Which lines belong in your copy? Those from the start of the data through the line with "box: [0, 37, 840, 170]", exactly as written, without any pictures.

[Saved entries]
###

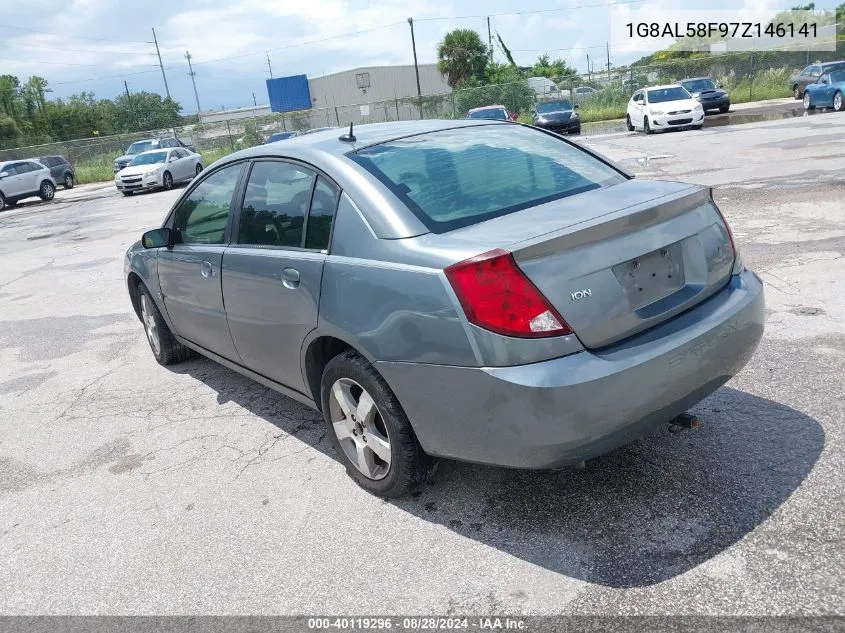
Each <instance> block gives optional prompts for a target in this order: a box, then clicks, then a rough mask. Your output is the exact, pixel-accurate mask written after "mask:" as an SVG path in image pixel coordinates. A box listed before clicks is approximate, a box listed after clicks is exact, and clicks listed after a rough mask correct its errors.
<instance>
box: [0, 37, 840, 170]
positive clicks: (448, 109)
mask: <svg viewBox="0 0 845 633" xmlns="http://www.w3.org/2000/svg"><path fill="white" fill-rule="evenodd" d="M842 56H845V55H843V53H842V52H838V53H837V52H830V53H803V52H802V53H795V52H780V51H766V52H755V53H725V54H719V55H708V56H704V57H689V58H685V59H673V60H669V61H663V62H659V63H653V64H650V65H640V64H637V65H631V66H626V67H620V68H613V67H611V68H610V69H609V71H608V70H607V69H604V70H596V71H595V72H589V73H583V74H577V75H572V76H567V77H563V78H557V79H556V80H555V81H556V85H557V90H555V89H554V88H550V87H547V88H544V89H535V88H534V87H532V86H531V85H530V82H529V81H528V80H527V79H526V80H525V81H518V82H513V83H503V84H489V85H484V86H479V87H474V88H467V89H463V90H456V91H454V92H450V93H446V94H438V95H424V96H422V97H405V98H397V99H391V100H388V101H380V102H370V103H357V104H348V105H342V106H336V107H329V108H320V109H317V108H315V109H312V110H304V111H299V112H289V113H278V114H271V115H266V116H260V117H255V118H252V119H239V120H231V121H224V122H219V123H208V124H202V123H200V124H195V125H189V126H185V127H177V128H169V129H159V130H148V131H145V132H137V133H132V134H121V135H115V136H107V137H93V138H85V139H77V140H72V141H64V142H58V143H47V144H42V145H34V146H30V147H19V148H15V149H6V150H0V161H3V160H15V159H22V158H37V157H39V156H46V155H51V154H61V155H63V156H65V157H66V158H68V160H70V161H71V162H72V163H73V164H74V165H75V166H76V169H77V178H78V180H79V182H82V183H84V182H91V181H96V180H105V179H109V178H110V177H111V174H112V165H113V161H114V159H115V158H116V157H117V156H119V155H121V154H123V153H124V152H125V151H126V148H127V147H128V146H129V145H130V144H131V143H133V142H134V141H136V140H140V139H143V138H150V137H155V136H174V135H175V136H177V137H178V138H180V139H182V141H183V142H185V143H187V144H191V145H193V146H194V147H195V148H196V150H197V151H198V152H200V153H202V154H203V155H204V156H205V157H206V161H207V162H209V163H210V162H212V161H213V160H216V159H217V158H219V157H220V156H223V155H225V154H227V153H230V152H233V151H236V150H238V149H241V148H243V147H248V146H250V145H255V144H258V143H261V142H263V140H264V139H266V138H267V137H268V136H270V135H271V134H273V133H275V132H283V131H297V132H300V133H301V132H304V131H307V130H309V129H313V128H320V127H341V126H346V125H349V123H354V124H356V125H357V124H363V123H379V122H385V121H408V120H414V119H435V118H437V119H461V118H465V117H466V116H467V112H468V111H469V110H470V109H471V108H475V107H479V106H485V105H503V106H505V107H507V108H508V109H509V110H510V111H511V112H514V113H518V114H519V115H520V117H521V120H523V121H530V116H531V111H532V109H533V107H534V105H535V104H536V103H537V102H538V101H541V100H545V99H552V98H558V99H568V100H570V101H572V102H574V103H576V104H578V105H579V112H580V113H581V118H582V121H583V122H585V123H589V122H591V121H602V120H612V119H618V118H623V117H624V116H625V109H626V106H627V102H628V100H629V99H630V96H631V93H632V92H633V91H634V90H636V89H638V88H644V87H647V86H650V85H656V84H667V83H674V82H677V81H680V80H681V79H685V78H691V77H710V78H712V79H713V80H714V81H715V82H716V83H717V84H718V85H721V86H723V87H724V88H725V89H726V90H727V91H728V92H729V93H730V96H731V100H732V101H733V102H734V103H739V102H745V101H756V100H764V99H773V98H778V97H788V96H790V95H791V92H792V86H791V85H790V77H791V76H792V74H794V73H795V72H797V71H799V70H800V69H802V68H804V67H805V66H807V65H809V64H812V63H816V62H824V61H832V60H834V59H841V58H842Z"/></svg>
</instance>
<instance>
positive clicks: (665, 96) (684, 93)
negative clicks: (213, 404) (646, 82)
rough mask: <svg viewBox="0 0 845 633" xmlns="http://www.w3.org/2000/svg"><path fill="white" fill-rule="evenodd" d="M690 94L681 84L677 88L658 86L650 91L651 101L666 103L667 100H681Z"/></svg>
mask: <svg viewBox="0 0 845 633" xmlns="http://www.w3.org/2000/svg"><path fill="white" fill-rule="evenodd" d="M689 98H690V94H689V93H688V92H687V91H686V90H685V89H684V88H682V87H681V86H677V87H675V88H658V89H657V90H649V91H648V102H649V103H665V102H666V101H680V100H681V99H689Z"/></svg>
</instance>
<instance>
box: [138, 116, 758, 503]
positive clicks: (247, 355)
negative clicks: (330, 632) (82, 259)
mask: <svg viewBox="0 0 845 633" xmlns="http://www.w3.org/2000/svg"><path fill="white" fill-rule="evenodd" d="M480 126H484V127H487V128H488V129H487V130H485V133H484V134H479V133H478V128H479V127H480ZM353 134H354V144H353V143H352V142H351V141H350V140H348V139H349V138H350V137H349V136H347V135H345V134H344V135H343V136H339V135H338V134H337V131H333V132H331V133H330V132H323V133H320V134H313V135H306V136H302V137H297V138H294V139H291V140H290V141H288V142H286V143H275V144H272V145H265V146H260V147H254V148H251V149H246V150H242V151H240V152H237V153H234V154H231V155H229V156H227V157H225V158H223V159H221V160H220V161H218V162H217V163H216V164H215V166H214V169H213V170H207V171H206V172H203V174H201V175H200V176H199V177H198V178H197V179H196V180H195V181H194V182H193V183H192V184H191V186H190V187H189V188H187V189H186V190H185V191H184V192H183V194H182V195H181V196H180V197H179V199H178V200H177V201H176V203H175V205H174V206H173V207H172V209H171V210H170V212H169V213H168V214H167V217H166V219H165V220H164V223H163V225H162V226H161V227H160V228H157V229H154V230H151V231H148V232H146V233H144V234H143V236H141V240H140V241H139V242H137V243H136V244H134V245H133V246H131V247H130V248H129V249H128V251H127V253H126V260H125V264H124V270H125V274H126V283H127V289H128V291H129V297H130V299H131V302H132V306H133V308H134V310H135V312H136V314H137V315H138V317H139V318H140V320H141V322H142V325H143V327H144V330H145V333H146V337H147V339H148V341H149V345H150V349H151V351H152V353H153V355H154V357H155V358H156V360H157V361H158V362H159V363H160V364H162V365H169V364H171V363H175V362H178V361H180V360H182V359H184V358H186V357H187V356H188V355H189V352H190V351H191V350H193V351H196V352H199V353H201V354H203V355H205V356H207V357H209V358H211V359H213V360H216V361H218V362H220V363H221V364H223V365H225V366H227V367H230V368H232V369H234V370H235V371H238V372H240V373H242V374H244V375H246V376H249V377H251V378H253V379H255V380H257V381H258V382H260V383H262V384H263V385H266V386H269V387H272V388H274V389H276V390H278V391H280V392H281V393H283V394H286V395H288V396H290V397H292V398H294V399H296V400H298V401H300V402H302V403H304V404H306V405H308V406H310V407H313V408H315V409H317V410H319V411H321V412H322V415H323V418H324V421H325V425H326V430H327V433H328V436H329V437H330V438H331V441H332V442H333V444H334V447H335V449H336V452H337V455H338V457H339V459H340V461H341V462H342V463H343V465H344V466H345V467H346V470H347V472H348V473H349V474H350V475H351V477H352V478H353V479H354V480H355V481H356V482H357V483H358V484H359V485H360V486H362V487H363V488H365V489H366V490H369V491H371V492H373V493H375V494H378V495H381V496H397V495H400V494H402V493H405V492H407V491H408V490H409V489H410V488H411V487H412V486H413V485H414V484H415V483H417V482H419V481H420V480H421V479H422V478H423V476H424V474H425V473H426V472H427V469H428V468H429V464H430V463H431V461H430V460H431V459H432V458H449V459H458V460H467V461H471V462H477V463H485V464H493V465H499V466H507V467H516V468H556V467H560V466H563V465H566V464H570V463H579V462H581V461H582V460H585V459H588V458H590V457H592V456H594V455H598V454H602V453H605V452H607V451H609V450H611V449H613V448H614V447H617V446H620V445H622V444H625V443H627V442H630V441H632V440H633V439H635V438H637V437H639V436H641V435H644V434H647V433H649V432H651V431H652V430H653V429H656V428H658V427H659V426H661V425H663V424H666V423H668V422H669V421H671V420H673V419H675V417H676V416H678V415H679V414H681V413H682V412H684V411H686V410H687V409H688V408H690V407H692V406H693V405H694V404H695V403H697V402H698V401H700V400H701V399H702V398H704V397H705V396H707V395H708V394H709V393H711V392H713V391H714V390H715V389H717V388H718V387H719V386H720V385H722V384H723V383H724V382H726V381H727V380H729V379H730V378H731V377H732V376H733V375H735V374H736V373H737V372H738V371H739V370H740V369H741V368H742V367H743V366H744V365H745V363H746V362H747V361H748V359H749V358H750V357H751V355H752V353H753V352H754V350H755V348H756V347H757V344H758V342H759V340H760V337H761V336H762V334H763V323H764V300H763V286H762V283H761V281H760V279H759V278H758V277H757V276H756V275H755V274H754V273H752V272H751V271H749V270H746V269H745V267H744V266H743V264H742V260H741V257H740V255H739V252H738V251H737V249H736V245H735V243H734V241H733V238H732V236H731V233H730V229H729V228H728V224H727V222H726V221H725V218H724V216H723V215H722V214H721V212H720V211H719V209H718V207H717V206H716V204H715V202H714V201H713V198H712V194H711V191H710V188H709V187H700V186H696V185H690V184H686V183H673V182H662V181H647V180H643V179H639V178H638V179H634V178H633V177H632V176H630V175H629V174H627V173H625V172H624V171H622V170H621V169H620V168H618V167H616V166H614V165H613V164H612V163H610V162H609V161H607V160H606V159H604V158H602V157H601V156H598V155H596V154H594V153H592V152H590V151H588V150H586V149H584V148H581V147H579V146H578V145H576V144H575V143H572V142H570V141H568V140H567V139H565V138H563V137H561V136H558V135H554V134H548V133H547V132H544V131H542V130H538V129H536V128H534V127H531V126H523V125H501V124H499V123H495V122H492V121H489V122H483V121H478V120H473V121H466V120H464V121H407V122H396V123H381V124H371V125H362V126H359V127H356V128H355V130H354V133H353ZM350 136H352V135H350ZM342 139H347V140H342ZM162 397H163V398H166V397H167V394H162Z"/></svg>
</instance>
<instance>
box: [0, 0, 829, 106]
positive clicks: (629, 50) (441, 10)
mask: <svg viewBox="0 0 845 633" xmlns="http://www.w3.org/2000/svg"><path fill="white" fill-rule="evenodd" d="M0 1H2V3H3V5H4V6H3V8H2V11H0V74H13V75H17V76H18V77H19V78H20V79H21V81H25V80H26V78H27V77H29V76H30V75H40V76H42V77H44V78H46V79H47V81H48V83H49V86H50V88H51V89H52V92H51V93H50V94H49V95H48V97H49V98H60V97H67V96H69V95H71V94H74V93H79V92H82V91H86V92H93V93H94V94H95V96H96V97H99V98H113V97H115V96H117V95H118V94H119V93H121V92H123V90H124V85H123V82H124V81H126V82H127V84H128V86H129V90H130V91H132V92H134V91H141V90H148V91H153V92H159V93H161V94H164V92H165V91H164V82H163V79H162V76H161V71H160V70H159V68H158V66H157V63H158V60H157V57H156V55H155V47H154V45H153V43H152V39H153V38H152V35H153V34H152V29H153V28H155V31H156V36H157V38H158V43H159V47H160V50H161V57H162V61H163V63H164V67H165V72H166V74H167V81H168V85H169V87H170V93H171V96H172V97H173V98H174V99H176V100H177V101H179V102H180V104H181V105H182V107H183V113H185V114H190V113H194V112H196V110H197V105H196V100H195V98H194V92H193V89H192V87H191V80H190V77H189V75H188V65H187V61H186V59H185V52H186V51H190V54H191V56H192V60H191V61H192V63H193V66H194V72H195V73H196V75H195V79H196V84H197V92H198V94H199V101H200V106H201V108H202V110H204V111H205V110H211V109H220V108H222V107H225V108H231V107H238V106H246V105H252V104H253V94H254V95H255V101H257V103H258V104H265V103H267V102H268V99H267V89H266V83H265V82H266V79H267V78H269V76H270V69H269V68H268V63H267V57H268V55H269V58H270V65H271V67H272V72H273V76H274V77H281V76H286V75H297V74H305V75H308V76H309V77H314V76H319V75H323V74H327V73H332V72H338V71H341V70H347V69H351V68H356V67H360V66H374V65H387V64H411V63H413V56H412V49H411V37H410V27H409V24H408V22H407V19H408V18H409V17H413V18H414V30H415V36H416V47H417V55H418V58H419V62H420V63H431V62H435V61H436V47H437V42H438V41H440V40H441V39H442V38H443V35H444V34H445V33H446V32H448V31H450V30H451V29H454V28H471V29H475V30H476V31H478V32H479V34H481V35H482V37H483V39H485V41H486V37H487V19H486V16H488V15H489V16H491V17H490V19H491V26H492V29H493V33H494V38H495V33H496V32H498V33H499V34H500V35H501V36H502V39H503V40H504V42H505V44H506V45H507V46H508V47H509V48H510V49H511V51H512V52H513V55H514V58H515V60H516V62H517V63H518V64H520V65H526V66H529V65H531V64H533V62H534V61H535V60H536V59H537V56H538V55H540V54H543V53H548V54H549V56H550V57H552V58H555V57H561V58H563V59H565V60H566V61H567V62H568V63H569V64H570V65H572V66H574V67H576V68H577V69H578V70H580V71H586V68H587V55H589V56H590V58H591V61H592V62H593V66H594V67H595V66H597V65H602V66H604V65H606V63H607V48H606V47H607V44H608V40H609V39H610V30H611V29H610V14H611V11H612V10H619V7H618V6H616V7H615V6H614V2H613V0H521V1H519V0H378V2H367V1H366V0H238V1H237V2H232V1H231V0H228V1H227V0H144V1H143V2H121V3H118V2H115V1H114V0H26V2H18V3H13V2H12V0H0ZM616 2H617V3H618V4H620V5H628V6H630V7H631V8H634V9H637V10H639V11H647V12H648V14H649V15H653V16H654V19H655V20H659V19H660V17H661V15H662V14H663V12H665V10H666V9H673V10H677V9H685V8H690V3H689V0H686V2H682V1H681V0H639V1H633V2H632V1H631V0H616ZM801 3H802V4H803V1H802V2H801ZM795 4H797V0H792V1H790V0H711V2H710V3H709V4H708V5H707V6H708V7H709V8H712V9H720V10H725V9H731V10H734V9H736V10H740V9H743V8H745V9H749V8H760V7H765V8H772V9H775V8H780V9H784V8H789V7H790V6H793V5H795ZM835 4H836V2H835V1H832V0H821V1H819V0H817V1H816V8H817V9H823V8H833V7H834V6H835ZM610 45H611V48H610V61H611V63H612V64H613V65H622V64H625V63H629V62H631V61H633V60H635V59H638V58H639V57H641V56H642V55H644V54H647V52H648V51H647V50H639V51H633V50H630V49H631V47H630V46H625V45H614V43H613V42H610ZM495 59H496V60H497V61H504V56H503V55H502V53H501V52H500V51H499V50H498V49H497V50H496V51H495Z"/></svg>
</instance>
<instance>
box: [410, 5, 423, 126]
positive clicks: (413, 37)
mask: <svg viewBox="0 0 845 633" xmlns="http://www.w3.org/2000/svg"><path fill="white" fill-rule="evenodd" d="M408 24H410V25H411V48H412V49H413V50H414V72H415V73H416V75H417V96H418V97H420V102H419V108H420V118H422V88H420V67H419V64H418V63H417V41H416V40H415V39H414V18H408Z"/></svg>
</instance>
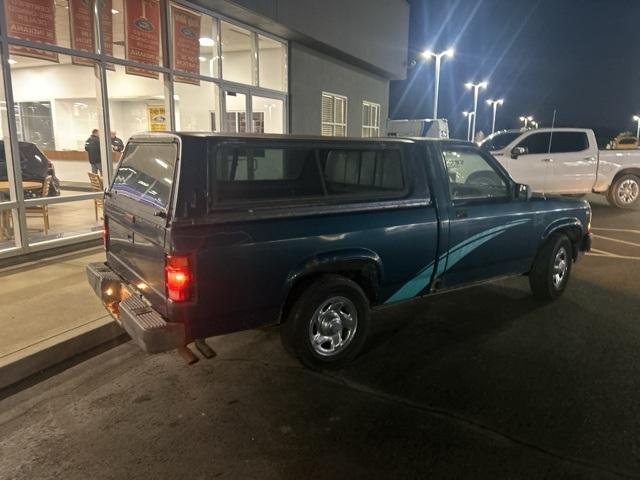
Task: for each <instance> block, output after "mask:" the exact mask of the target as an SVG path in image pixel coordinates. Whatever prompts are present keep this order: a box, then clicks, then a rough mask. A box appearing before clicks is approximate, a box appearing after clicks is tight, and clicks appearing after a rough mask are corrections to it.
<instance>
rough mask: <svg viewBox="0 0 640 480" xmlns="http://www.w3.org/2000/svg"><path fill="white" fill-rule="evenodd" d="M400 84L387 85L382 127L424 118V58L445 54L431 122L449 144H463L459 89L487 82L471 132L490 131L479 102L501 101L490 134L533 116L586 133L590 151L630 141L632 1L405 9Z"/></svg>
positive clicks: (530, 3)
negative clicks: (569, 126)
mask: <svg viewBox="0 0 640 480" xmlns="http://www.w3.org/2000/svg"><path fill="white" fill-rule="evenodd" d="M409 4H410V6H411V26H410V38H409V60H411V59H416V60H417V64H416V66H415V67H414V68H410V69H409V70H408V77H407V80H406V81H397V82H392V86H391V105H390V116H391V118H430V117H431V116H432V113H433V81H434V63H433V62H434V61H433V60H431V61H424V60H423V59H422V58H421V57H420V56H419V53H420V52H421V51H422V50H424V49H425V48H432V49H433V50H434V51H442V50H445V49H446V48H448V47H449V46H453V47H455V49H456V55H455V58H454V59H453V60H450V59H444V60H443V64H442V74H441V77H440V78H441V86H440V101H439V115H438V116H439V117H441V118H447V119H448V120H449V127H450V130H451V136H452V137H457V138H464V137H466V132H467V123H466V119H465V118H464V117H463V116H462V112H463V111H465V110H472V103H473V96H472V94H471V93H470V91H468V90H466V89H465V88H464V83H465V82H468V81H474V82H480V81H483V80H488V81H489V88H488V89H487V90H486V91H482V93H481V97H480V103H479V107H478V127H477V128H478V130H483V131H484V132H487V131H488V132H490V131H491V109H490V107H489V106H487V105H486V102H485V100H486V99H488V98H504V99H505V105H504V106H502V107H500V108H499V110H498V121H497V129H502V128H515V127H518V126H519V121H518V118H519V117H520V116H521V115H523V114H527V115H533V116H534V117H535V118H536V120H538V121H539V122H540V123H541V125H542V126H550V125H551V120H552V117H553V110H554V109H557V112H558V113H557V123H556V125H558V126H574V127H585V128H593V129H595V130H596V131H597V134H598V136H599V141H600V142H601V143H606V142H607V141H608V140H609V139H610V138H609V137H610V136H613V135H615V133H618V132H620V131H622V130H632V131H633V132H635V128H636V124H635V122H633V120H632V117H633V115H634V114H640V0H410V1H409Z"/></svg>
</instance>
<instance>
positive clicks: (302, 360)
mask: <svg viewBox="0 0 640 480" xmlns="http://www.w3.org/2000/svg"><path fill="white" fill-rule="evenodd" d="M370 323H371V320H370V310H369V300H368V299H367V296H366V295H365V294H364V292H363V291H362V289H361V288H360V286H359V285H358V284H357V283H355V282H353V281H351V280H349V279H348V278H345V277H342V276H340V275H326V276H324V277H322V278H320V279H319V280H318V281H316V282H314V283H312V284H311V285H309V286H308V287H307V288H306V290H304V292H303V293H302V294H301V295H300V297H299V298H298V299H297V300H296V301H295V303H294V304H293V306H292V308H291V309H290V310H289V313H288V315H287V317H286V318H285V321H284V324H283V325H282V326H281V328H280V335H281V338H282V343H283V344H284V346H285V348H286V349H287V350H288V351H289V352H291V353H292V354H293V355H294V356H296V357H297V358H298V359H299V360H300V361H301V362H302V364H303V365H305V366H306V367H308V368H311V369H314V370H322V369H335V368H340V367H342V366H344V365H345V364H347V363H349V362H350V361H352V360H353V359H354V358H355V357H356V356H357V355H358V354H359V353H360V351H361V350H362V347H363V346H364V344H365V341H366V338H367V333H368V331H369V325H370Z"/></svg>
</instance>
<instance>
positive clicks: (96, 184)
mask: <svg viewBox="0 0 640 480" xmlns="http://www.w3.org/2000/svg"><path fill="white" fill-rule="evenodd" d="M87 175H89V181H90V182H91V191H92V192H101V193H102V192H104V186H103V185H102V177H101V176H100V175H99V174H97V173H92V172H87ZM93 206H94V208H95V211H96V222H97V221H98V207H100V208H102V209H104V197H100V198H94V199H93Z"/></svg>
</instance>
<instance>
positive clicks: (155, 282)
mask: <svg viewBox="0 0 640 480" xmlns="http://www.w3.org/2000/svg"><path fill="white" fill-rule="evenodd" d="M484 172H489V173H490V174H491V175H493V176H495V178H497V179H499V182H497V183H496V182H489V183H487V182H485V181H484V176H483V173H484ZM104 219H105V235H104V238H105V248H106V257H107V258H106V263H95V264H91V265H89V266H88V267H87V275H88V279H89V282H90V284H91V285H92V287H93V289H94V291H95V293H96V294H97V295H98V296H99V297H100V298H101V299H102V301H103V303H104V304H105V306H106V307H107V308H108V310H109V311H110V312H111V313H112V314H113V315H114V316H115V317H116V319H118V321H119V322H120V323H121V324H122V325H123V326H124V328H125V329H126V331H127V332H129V334H130V335H131V336H132V337H133V338H134V339H135V341H136V342H137V343H138V344H139V345H140V346H141V347H142V348H143V349H144V350H146V351H147V352H159V351H165V350H169V349H173V348H178V349H180V351H181V352H182V353H183V354H185V355H187V354H189V352H188V351H186V350H185V348H184V347H185V346H186V345H187V344H188V343H190V342H193V341H196V346H198V345H200V347H201V346H202V343H201V342H198V340H199V339H204V338H206V337H210V336H214V335H221V334H225V333H230V332H235V331H239V330H245V329H250V328H254V327H258V326H261V325H267V324H275V323H281V324H282V326H281V335H282V339H283V342H284V344H285V346H286V347H287V348H288V349H289V350H290V351H291V352H293V354H294V355H295V356H296V357H298V358H299V359H300V360H301V361H302V362H303V363H304V364H305V365H307V366H309V367H312V368H328V367H337V366H340V365H343V364H344V363H345V362H348V361H350V360H352V359H353V358H354V357H355V356H356V355H357V354H358V352H360V350H361V349H362V347H363V345H364V343H365V340H366V337H367V332H368V331H369V327H370V310H371V309H372V308H378V307H382V306H385V305H389V304H394V303H397V302H401V301H405V300H411V299H414V298H417V297H421V296H424V295H430V294H434V293H439V292H445V291H448V290H454V289H459V288H461V287H464V286H470V285H477V284H478V283H482V282H487V281H489V280H491V279H495V278H497V277H500V278H502V277H505V276H512V275H514V276H518V275H528V276H529V283H530V285H531V289H532V291H533V294H534V295H535V296H536V297H537V298H539V299H544V300H554V299H557V298H558V297H560V295H562V293H563V291H564V290H565V288H566V287H567V283H568V281H569V276H570V274H571V270H572V265H573V263H574V262H575V261H576V260H577V259H578V258H579V256H580V254H581V253H582V252H585V251H587V250H588V249H589V248H590V242H591V240H590V238H591V237H590V220H591V209H590V207H589V204H588V203H587V202H585V201H583V200H575V199H569V198H545V197H543V196H532V195H530V193H529V190H528V188H527V187H526V186H524V185H520V184H517V183H516V182H514V181H513V180H512V179H511V177H510V176H509V175H508V173H507V172H506V171H505V169H504V168H503V167H502V166H501V165H500V164H499V163H498V162H497V161H496V160H495V159H494V158H493V157H492V156H491V155H490V154H489V153H487V152H485V151H483V150H481V149H480V148H479V147H478V146H476V145H474V144H470V143H467V142H460V141H451V140H418V139H412V140H409V139H393V138H388V139H376V140H373V139H368V140H366V139H353V140H349V139H338V138H320V137H315V138H314V137H310V138H304V137H292V136H276V135H273V136H252V137H249V136H224V135H222V136H220V135H215V134H200V135H197V134H181V135H179V136H174V135H170V134H155V135H153V134H148V135H137V136H134V137H132V139H131V140H130V142H129V144H128V145H127V147H126V149H125V152H124V157H123V159H122V160H121V162H120V164H119V167H118V170H117V172H116V174H115V179H114V181H113V184H112V185H111V186H110V188H109V189H108V191H107V193H106V197H105V206H104ZM205 351H206V349H205ZM190 355H193V353H190Z"/></svg>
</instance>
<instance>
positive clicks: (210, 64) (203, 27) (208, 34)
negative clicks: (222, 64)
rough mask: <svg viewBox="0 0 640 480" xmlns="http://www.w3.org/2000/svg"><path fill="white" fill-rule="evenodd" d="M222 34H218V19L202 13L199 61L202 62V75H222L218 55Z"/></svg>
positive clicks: (207, 76) (201, 62)
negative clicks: (218, 45)
mask: <svg viewBox="0 0 640 480" xmlns="http://www.w3.org/2000/svg"><path fill="white" fill-rule="evenodd" d="M219 42H220V35H219V34H218V20H216V19H215V18H213V17H210V16H209V15H202V19H201V22H200V38H199V39H198V43H199V44H200V55H199V56H198V62H199V63H200V75H204V76H206V77H216V78H217V77H219V76H220V68H219V65H220V57H219V56H218V43H219Z"/></svg>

###

(Answer to the problem)
Each <instance> block gives optional prompts for a target in this order: a box, then clicks, then a rough mask. Your output is the exact, pixel-accurate mask written after "mask:" as an SVG path in image pixel coordinates. A box listed before clicks is approximate, a box listed after clicks is exact, and clicks listed after a rough mask correct its errors.
<instance>
box: [0, 37, 840, 170]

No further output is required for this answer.